Natural-language object grounding data:
%%

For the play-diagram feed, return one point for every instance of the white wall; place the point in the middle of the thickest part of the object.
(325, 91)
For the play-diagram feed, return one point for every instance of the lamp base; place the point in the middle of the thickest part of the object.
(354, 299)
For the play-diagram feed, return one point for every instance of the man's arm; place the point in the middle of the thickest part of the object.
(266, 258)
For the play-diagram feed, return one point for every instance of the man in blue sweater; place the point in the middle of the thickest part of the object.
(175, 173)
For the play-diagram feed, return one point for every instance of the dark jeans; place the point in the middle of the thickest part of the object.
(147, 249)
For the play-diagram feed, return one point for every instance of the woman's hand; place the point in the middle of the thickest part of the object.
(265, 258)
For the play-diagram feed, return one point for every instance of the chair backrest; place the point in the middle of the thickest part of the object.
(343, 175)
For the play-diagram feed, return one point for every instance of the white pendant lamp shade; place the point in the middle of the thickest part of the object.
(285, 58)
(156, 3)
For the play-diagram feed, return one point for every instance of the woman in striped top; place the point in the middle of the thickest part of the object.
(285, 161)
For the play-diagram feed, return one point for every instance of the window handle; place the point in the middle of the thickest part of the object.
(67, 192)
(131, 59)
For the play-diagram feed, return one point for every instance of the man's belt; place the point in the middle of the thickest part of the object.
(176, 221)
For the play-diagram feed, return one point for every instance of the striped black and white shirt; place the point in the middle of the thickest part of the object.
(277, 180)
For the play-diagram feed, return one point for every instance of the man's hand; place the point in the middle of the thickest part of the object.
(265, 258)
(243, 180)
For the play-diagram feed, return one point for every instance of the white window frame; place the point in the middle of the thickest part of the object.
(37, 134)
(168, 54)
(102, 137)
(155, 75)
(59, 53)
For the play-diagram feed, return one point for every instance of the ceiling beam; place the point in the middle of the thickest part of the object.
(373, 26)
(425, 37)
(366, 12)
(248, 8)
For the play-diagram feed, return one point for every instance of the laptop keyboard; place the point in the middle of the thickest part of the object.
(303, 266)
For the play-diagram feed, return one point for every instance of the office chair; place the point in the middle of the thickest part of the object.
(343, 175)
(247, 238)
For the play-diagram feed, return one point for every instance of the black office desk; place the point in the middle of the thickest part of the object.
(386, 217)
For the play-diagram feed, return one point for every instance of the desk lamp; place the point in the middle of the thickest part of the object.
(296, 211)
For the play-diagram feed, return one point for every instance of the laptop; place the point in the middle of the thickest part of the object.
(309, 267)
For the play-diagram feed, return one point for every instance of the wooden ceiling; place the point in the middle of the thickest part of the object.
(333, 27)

%%

Requirement
Beginning with the line that contains "of the laptop;", write out every line through the end of the entries above, exactly.

Response
For the play-diagram feed, return one point for every instance of the laptop; place the point in the middle of the thickest part of the object.
(309, 267)
For the play-diagram feed, return one point for every instance of the wooden ceiling; place the point in the middle of the thickest part of the object.
(333, 27)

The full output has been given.